**What you are asked to do:**
Report each line of the records below that contains the word "water", reproducing every such line in full.

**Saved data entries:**
[start]
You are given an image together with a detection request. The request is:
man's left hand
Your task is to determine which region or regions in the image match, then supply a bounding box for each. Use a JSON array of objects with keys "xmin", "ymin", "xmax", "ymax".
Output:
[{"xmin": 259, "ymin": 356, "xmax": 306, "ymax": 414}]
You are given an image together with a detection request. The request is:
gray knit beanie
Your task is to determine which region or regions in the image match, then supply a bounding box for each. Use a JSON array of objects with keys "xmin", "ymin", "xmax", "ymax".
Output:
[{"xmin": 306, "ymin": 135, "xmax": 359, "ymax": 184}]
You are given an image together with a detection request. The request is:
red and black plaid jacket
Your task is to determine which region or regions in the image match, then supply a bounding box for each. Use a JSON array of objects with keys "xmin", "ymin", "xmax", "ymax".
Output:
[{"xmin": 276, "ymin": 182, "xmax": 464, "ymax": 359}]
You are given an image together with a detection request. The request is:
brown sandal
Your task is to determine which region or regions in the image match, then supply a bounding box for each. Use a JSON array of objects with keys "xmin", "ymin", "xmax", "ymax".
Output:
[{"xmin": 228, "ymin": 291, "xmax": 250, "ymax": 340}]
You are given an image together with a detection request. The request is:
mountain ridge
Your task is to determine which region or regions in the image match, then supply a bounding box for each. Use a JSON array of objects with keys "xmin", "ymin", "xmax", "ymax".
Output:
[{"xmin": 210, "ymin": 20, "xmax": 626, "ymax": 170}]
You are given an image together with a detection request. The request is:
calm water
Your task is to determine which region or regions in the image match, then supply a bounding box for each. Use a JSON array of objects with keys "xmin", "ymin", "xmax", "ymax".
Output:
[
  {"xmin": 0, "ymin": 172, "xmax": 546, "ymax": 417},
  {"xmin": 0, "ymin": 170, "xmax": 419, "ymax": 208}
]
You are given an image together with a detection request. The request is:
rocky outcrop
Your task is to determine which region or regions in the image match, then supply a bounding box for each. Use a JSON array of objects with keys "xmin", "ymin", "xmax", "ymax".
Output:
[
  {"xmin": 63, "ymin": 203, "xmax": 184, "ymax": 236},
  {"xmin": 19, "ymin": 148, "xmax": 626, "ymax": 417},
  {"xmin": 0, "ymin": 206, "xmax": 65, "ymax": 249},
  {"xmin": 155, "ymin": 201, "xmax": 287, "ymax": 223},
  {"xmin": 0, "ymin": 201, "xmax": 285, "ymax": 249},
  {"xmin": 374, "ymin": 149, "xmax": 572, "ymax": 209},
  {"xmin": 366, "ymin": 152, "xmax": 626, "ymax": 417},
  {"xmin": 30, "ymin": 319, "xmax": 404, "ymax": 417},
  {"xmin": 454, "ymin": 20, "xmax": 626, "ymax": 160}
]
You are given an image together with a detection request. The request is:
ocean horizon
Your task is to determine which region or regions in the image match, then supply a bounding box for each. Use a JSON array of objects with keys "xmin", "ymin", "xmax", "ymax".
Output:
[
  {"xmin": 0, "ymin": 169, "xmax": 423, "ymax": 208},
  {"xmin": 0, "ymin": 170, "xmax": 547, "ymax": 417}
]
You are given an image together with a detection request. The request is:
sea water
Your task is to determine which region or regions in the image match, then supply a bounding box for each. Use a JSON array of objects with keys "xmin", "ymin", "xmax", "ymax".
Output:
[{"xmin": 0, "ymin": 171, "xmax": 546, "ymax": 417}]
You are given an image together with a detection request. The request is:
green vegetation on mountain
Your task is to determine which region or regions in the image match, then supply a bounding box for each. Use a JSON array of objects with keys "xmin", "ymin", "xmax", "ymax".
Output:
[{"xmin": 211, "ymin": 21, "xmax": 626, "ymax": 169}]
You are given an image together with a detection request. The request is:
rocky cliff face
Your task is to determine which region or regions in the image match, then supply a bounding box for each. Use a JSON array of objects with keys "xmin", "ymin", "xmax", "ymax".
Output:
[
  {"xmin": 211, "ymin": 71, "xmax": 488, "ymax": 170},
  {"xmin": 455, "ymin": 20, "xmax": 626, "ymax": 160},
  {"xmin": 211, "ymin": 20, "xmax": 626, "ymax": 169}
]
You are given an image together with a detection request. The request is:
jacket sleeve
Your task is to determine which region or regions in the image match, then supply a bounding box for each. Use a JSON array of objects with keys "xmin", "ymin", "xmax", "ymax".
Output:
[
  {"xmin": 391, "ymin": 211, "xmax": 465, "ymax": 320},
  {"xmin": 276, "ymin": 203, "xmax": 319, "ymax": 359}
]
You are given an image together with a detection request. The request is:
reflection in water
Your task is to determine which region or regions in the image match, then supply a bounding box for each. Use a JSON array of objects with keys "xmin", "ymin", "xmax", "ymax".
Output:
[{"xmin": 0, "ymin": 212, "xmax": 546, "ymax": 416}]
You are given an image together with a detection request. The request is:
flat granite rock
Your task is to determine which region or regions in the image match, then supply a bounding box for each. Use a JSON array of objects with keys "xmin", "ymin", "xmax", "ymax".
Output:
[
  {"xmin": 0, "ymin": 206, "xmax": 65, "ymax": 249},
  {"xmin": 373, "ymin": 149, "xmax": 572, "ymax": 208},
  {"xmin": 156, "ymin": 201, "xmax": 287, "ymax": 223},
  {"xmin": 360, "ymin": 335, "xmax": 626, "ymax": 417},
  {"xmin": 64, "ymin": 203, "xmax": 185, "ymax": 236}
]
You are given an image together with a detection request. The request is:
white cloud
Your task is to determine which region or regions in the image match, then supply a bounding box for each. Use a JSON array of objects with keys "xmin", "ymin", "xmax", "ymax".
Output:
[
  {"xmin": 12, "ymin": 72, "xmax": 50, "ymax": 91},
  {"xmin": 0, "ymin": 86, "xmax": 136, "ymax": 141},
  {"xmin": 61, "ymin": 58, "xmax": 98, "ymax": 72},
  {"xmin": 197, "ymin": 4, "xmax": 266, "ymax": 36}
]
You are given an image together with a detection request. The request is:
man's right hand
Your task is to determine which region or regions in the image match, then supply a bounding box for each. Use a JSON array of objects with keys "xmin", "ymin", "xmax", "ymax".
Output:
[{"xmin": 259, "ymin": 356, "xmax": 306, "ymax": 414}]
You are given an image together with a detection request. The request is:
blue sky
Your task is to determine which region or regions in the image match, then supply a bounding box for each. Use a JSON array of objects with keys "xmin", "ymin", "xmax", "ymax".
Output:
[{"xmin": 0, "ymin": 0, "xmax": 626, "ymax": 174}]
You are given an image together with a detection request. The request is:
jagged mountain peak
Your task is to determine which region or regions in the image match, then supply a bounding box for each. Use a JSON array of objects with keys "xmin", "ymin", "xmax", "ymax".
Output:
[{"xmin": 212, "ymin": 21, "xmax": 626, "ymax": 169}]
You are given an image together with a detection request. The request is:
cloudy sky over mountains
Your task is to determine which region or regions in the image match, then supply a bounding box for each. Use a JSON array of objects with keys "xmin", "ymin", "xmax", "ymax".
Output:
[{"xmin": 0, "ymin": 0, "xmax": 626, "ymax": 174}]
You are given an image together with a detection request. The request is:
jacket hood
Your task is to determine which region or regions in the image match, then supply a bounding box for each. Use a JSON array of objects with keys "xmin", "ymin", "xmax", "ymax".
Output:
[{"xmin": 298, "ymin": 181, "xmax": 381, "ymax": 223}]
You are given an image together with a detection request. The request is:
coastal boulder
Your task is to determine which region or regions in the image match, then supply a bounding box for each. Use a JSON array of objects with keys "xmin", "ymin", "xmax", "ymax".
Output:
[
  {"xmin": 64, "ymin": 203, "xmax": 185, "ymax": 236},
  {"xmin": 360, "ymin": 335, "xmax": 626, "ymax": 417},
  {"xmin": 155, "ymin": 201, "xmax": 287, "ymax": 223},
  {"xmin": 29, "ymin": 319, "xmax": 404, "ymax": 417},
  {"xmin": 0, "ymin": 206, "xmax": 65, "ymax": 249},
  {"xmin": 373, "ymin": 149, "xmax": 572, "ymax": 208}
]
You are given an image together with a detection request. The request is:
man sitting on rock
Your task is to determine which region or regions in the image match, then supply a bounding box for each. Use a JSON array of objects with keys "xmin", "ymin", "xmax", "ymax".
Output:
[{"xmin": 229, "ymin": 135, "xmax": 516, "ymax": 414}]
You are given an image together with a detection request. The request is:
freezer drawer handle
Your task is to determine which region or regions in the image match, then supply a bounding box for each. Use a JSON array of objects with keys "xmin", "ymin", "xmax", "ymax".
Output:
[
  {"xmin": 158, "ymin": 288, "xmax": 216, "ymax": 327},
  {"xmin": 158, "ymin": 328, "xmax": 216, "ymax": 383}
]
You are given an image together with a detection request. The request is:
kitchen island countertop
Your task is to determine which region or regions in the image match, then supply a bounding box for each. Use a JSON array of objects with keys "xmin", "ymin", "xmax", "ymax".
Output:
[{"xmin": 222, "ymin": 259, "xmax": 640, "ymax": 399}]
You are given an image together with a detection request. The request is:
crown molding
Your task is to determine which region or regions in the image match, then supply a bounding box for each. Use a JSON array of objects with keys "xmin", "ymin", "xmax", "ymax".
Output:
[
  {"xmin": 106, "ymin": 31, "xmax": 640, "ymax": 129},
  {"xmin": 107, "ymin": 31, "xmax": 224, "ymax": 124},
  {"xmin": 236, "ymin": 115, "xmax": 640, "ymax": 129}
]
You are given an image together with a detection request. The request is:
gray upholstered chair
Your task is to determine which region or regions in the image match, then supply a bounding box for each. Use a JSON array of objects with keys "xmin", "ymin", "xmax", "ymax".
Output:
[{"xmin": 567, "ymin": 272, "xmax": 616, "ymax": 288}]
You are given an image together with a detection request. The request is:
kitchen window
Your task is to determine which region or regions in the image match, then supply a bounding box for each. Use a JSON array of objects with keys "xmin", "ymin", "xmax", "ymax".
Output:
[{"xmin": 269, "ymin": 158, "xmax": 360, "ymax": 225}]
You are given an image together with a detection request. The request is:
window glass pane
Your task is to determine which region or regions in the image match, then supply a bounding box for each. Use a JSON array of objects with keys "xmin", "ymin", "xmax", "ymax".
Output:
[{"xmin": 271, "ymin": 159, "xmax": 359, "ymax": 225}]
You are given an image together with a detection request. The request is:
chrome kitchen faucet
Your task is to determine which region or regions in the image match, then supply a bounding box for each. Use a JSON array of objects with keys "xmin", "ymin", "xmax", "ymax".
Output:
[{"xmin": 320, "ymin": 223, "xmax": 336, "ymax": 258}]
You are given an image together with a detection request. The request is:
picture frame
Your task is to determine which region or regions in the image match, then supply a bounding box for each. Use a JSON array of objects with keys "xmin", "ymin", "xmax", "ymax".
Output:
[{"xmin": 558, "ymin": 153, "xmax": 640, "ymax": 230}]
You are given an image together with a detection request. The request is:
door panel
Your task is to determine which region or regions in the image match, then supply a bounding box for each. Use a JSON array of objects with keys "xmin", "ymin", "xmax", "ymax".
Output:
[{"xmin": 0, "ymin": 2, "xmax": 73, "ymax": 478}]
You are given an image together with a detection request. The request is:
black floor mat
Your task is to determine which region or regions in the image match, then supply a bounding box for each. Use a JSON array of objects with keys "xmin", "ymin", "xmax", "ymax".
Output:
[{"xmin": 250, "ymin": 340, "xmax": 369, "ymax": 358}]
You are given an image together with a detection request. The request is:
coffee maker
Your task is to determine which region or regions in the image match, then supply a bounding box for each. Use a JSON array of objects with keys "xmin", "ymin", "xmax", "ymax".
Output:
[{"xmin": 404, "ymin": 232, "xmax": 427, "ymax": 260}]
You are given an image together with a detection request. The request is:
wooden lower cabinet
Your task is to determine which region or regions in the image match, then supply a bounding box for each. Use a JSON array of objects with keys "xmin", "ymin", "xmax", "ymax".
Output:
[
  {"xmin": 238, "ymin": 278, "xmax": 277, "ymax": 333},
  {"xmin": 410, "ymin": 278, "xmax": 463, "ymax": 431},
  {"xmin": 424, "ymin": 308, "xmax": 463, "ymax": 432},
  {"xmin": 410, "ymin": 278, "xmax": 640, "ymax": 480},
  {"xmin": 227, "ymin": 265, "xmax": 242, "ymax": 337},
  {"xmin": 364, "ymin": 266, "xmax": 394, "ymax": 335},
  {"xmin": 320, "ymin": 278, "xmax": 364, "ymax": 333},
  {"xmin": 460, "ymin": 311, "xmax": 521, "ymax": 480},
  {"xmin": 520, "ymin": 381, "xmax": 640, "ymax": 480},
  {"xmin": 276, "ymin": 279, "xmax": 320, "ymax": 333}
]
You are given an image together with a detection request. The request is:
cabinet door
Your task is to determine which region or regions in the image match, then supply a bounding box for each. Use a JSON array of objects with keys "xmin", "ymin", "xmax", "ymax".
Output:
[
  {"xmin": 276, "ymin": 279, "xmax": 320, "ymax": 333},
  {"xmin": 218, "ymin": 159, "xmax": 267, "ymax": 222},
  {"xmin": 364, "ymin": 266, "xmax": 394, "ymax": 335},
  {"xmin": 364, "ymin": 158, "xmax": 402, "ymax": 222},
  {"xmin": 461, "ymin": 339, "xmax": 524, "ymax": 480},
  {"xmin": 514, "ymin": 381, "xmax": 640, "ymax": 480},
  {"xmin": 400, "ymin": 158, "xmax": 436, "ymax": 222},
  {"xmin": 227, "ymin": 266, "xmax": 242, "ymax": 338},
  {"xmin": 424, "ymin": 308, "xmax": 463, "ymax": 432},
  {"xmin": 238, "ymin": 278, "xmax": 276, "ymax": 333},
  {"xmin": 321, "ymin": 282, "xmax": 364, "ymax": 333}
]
[end]
**Output:**
calm water
sea water
reflection in water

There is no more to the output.